## Passage
━━━━━━━━

The motion says intense media coverage over the past 20 years will keep Richey from getting a fair trial in Putnam County. Richey is being retried for the 1986 fire death of 2-year-old Cynthia Collins at a Columbus Grove apartment complex.
Prosecutors said they would seek the death penalty, although a new indictment has not been filed. Richey spent 20 years on death row before a federal appellate court overturned his conviction, saying his attorneys at his 1987 trial didn’t do a good enough job.
Richey has maintained his innocence.
Kenneth Richey says the only way he can get a fair trial is to move it far away from Putnam County.
His attorneys filed a formal request this week asking Richey’s case be moved to Columbus. Whether that happens remains to be told but a long-time judge and defense attorney said having the request granted is rare.
“The courts are very reluctant to grant a change of venue,” said Alan Konop, a Toledo-based defense attorney with 43 years experience.

━━━━━━━━

## Data segment
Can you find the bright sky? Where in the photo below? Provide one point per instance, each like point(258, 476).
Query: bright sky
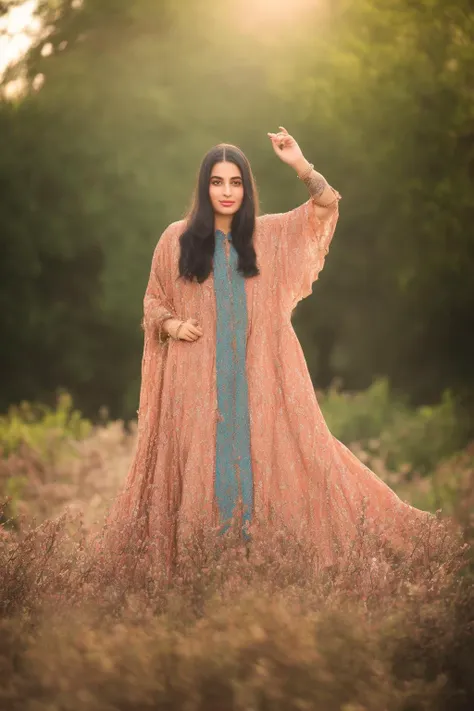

━━━━━━━━

## Required task
In the passage about Kenneth Richey's retrial, to which city did his attorneys ask that his case be moved?

## Result of the exercise
Columbus